----- 本文抜粋
豆知識
「うちのエレベーターの保守費用、これって適正価格なのかな?」
「毎月のことだから、少しでもコストを抑えたい…」
エレベーターを所有する方であれば、一度はこんな風に思ったことがあるのではないでしょうか。安全を守るために不可欠な保守点検ですが、その費用は決して安いものではありません。しかし、「コストは抑えたい、でも安全性は絶対に譲れない」というのが皆さんの本音のはずです。
実は、エレベーターの保守費用は、契約内容や依頼する業者を見直すだけで、安全性はそのままに、年間数十万円ものコスト削減に繋がるケースも珍しくありません。
この記事では、エレベーターの保守費用について長年携わってきたプロの視点から詳しく解説します。
目次
まず結論からお伝えします。エレベーターの保守費用は、主に「どの契約プランを選ぶか」と「どのタイプの業者に依頼するか」という2つの要素の組み合わせで決まります。この章では、料金相場の全体像が一目でわかる比較表と、契約前に必ず知っておくべき費用の内訳について詳しく見ていきましょう。
エレベーターの保守料金は、大きく分けて「POG契約」と「フルメンテナンス契約」、そして「メーカー系」と「独立系」の保守会社、この4つの組み合わせで相場が形成されています。 以下の表は、一般的な乗用エレベーターを想定した、月額費用の目安です。
契約プラン | メーカー系保守会社 | 独立系保守会社 |
---|---|---|
POG契約 | 約30,000円 ~ 50,000円 | 約15,000円 ~ |
フルメンテナンス契約 | 約40,000円 ~ 60,000円 | 約30,000円 ~ |
この表を見てわかる通り、独立系保守会社のPOG契約が最も安く、メーカー系保守会社のフルメンテナンス契約が最も高価になる傾向があります。なぜこのような価格差が生まれるのか、その理由は後の章で詳しく解説します。
----------
----- 抜粋データ
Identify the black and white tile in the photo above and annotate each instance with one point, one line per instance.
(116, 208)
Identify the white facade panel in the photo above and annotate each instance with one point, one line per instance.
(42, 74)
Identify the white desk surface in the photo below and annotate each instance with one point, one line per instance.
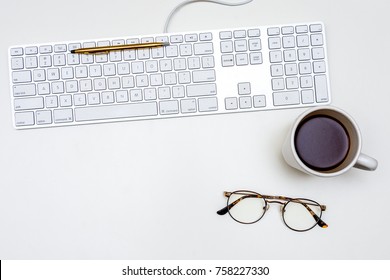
(151, 189)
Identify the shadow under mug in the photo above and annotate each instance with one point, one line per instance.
(321, 142)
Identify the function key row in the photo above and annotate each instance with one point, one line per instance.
(299, 29)
(236, 34)
(60, 48)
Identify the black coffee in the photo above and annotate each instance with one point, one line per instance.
(321, 142)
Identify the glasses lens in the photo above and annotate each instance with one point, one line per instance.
(248, 208)
(297, 214)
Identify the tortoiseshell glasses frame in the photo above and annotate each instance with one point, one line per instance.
(286, 202)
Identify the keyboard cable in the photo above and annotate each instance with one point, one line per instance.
(184, 3)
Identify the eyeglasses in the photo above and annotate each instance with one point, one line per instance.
(299, 214)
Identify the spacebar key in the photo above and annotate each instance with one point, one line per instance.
(130, 110)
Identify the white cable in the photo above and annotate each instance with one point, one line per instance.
(181, 5)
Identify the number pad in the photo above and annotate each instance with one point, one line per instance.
(297, 56)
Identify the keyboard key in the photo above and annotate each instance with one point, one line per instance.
(63, 115)
(259, 101)
(317, 39)
(286, 98)
(203, 48)
(44, 117)
(301, 29)
(169, 107)
(188, 105)
(254, 32)
(274, 43)
(203, 76)
(319, 67)
(321, 88)
(21, 77)
(207, 36)
(240, 46)
(17, 63)
(31, 50)
(287, 30)
(244, 88)
(307, 96)
(225, 35)
(239, 34)
(24, 90)
(16, 51)
(255, 58)
(272, 31)
(315, 28)
(231, 103)
(227, 60)
(201, 90)
(245, 102)
(28, 103)
(109, 112)
(208, 104)
(24, 118)
(242, 59)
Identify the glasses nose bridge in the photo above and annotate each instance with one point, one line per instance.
(268, 202)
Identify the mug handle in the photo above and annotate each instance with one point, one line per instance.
(366, 162)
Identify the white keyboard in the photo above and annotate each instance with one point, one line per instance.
(198, 73)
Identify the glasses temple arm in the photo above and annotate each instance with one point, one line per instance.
(319, 221)
(226, 209)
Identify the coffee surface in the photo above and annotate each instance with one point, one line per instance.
(321, 142)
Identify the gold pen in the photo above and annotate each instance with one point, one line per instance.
(119, 47)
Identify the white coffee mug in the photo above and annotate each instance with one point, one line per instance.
(312, 147)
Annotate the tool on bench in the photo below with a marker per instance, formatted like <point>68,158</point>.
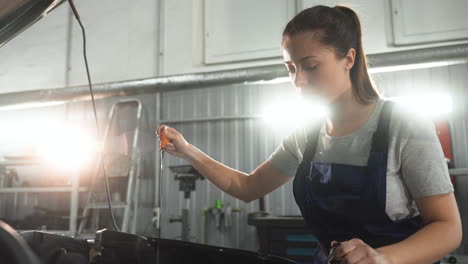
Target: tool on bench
<point>163,144</point>
<point>331,257</point>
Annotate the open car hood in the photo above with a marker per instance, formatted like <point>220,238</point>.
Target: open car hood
<point>18,15</point>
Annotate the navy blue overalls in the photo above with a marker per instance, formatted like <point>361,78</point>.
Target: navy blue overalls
<point>341,202</point>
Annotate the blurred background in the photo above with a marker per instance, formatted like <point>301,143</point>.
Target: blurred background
<point>213,70</point>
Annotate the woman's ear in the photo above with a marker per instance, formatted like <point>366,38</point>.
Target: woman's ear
<point>350,58</point>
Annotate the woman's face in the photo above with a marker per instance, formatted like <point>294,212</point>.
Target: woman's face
<point>314,68</point>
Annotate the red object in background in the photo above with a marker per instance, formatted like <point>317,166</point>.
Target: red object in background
<point>443,132</point>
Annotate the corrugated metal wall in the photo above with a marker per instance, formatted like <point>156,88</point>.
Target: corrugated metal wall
<point>245,143</point>
<point>241,140</point>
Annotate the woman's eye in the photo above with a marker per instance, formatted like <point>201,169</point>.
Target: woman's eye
<point>290,69</point>
<point>312,68</point>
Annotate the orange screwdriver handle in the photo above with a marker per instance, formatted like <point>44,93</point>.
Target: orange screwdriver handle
<point>163,138</point>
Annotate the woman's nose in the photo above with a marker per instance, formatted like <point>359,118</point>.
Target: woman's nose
<point>299,79</point>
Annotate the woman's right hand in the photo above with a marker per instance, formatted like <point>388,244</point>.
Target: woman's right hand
<point>177,144</point>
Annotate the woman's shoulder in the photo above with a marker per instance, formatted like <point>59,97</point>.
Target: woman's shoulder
<point>408,122</point>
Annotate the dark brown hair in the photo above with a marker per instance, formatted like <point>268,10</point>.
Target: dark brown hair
<point>339,28</point>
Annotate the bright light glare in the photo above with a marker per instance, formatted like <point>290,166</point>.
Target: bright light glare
<point>428,105</point>
<point>295,112</point>
<point>66,148</point>
<point>62,146</point>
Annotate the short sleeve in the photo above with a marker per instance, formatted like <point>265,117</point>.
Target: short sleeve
<point>423,166</point>
<point>287,156</point>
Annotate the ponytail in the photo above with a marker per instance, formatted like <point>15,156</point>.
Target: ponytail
<point>341,29</point>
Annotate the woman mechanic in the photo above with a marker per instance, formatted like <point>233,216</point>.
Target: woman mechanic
<point>370,175</point>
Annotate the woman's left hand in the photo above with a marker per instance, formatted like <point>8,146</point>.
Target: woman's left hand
<point>355,251</point>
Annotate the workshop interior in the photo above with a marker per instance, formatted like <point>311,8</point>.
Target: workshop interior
<point>85,85</point>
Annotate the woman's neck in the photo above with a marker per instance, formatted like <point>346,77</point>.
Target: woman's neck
----------
課題の指示: エレベーターの保守費用に関する文章を、「実は、エレベーターの保守費用」から「いて詳しく見ていきましょう。」までひととおり書き直しなさい。その際、「保守費用」は「メンテナンス費用」に入れ替えること。

演習の解答:
実は、エレベーターのメンテナンス費用は、契約内容や依頼する業者を見直すだけで、安全性はそのままに、年間数十万円ものコスト削減に繋がるケースも珍しくありません。
この記事では、エレベーターのメンテナンス費用について長年携わってきたプロの視点から詳しく解説します。
目次
まず結論からお伝えします。エレベーターのメンテナンス費用は、主に「どの契約プランを選ぶか」と「どのタイプの業者に依頼するか」という2つの要素の組み合わせで決まります。この章では、料金相場の全体像が一目でわかる比較表と、契約前に必ず知っておくべき費用の内訳について詳しく見ていきましょう。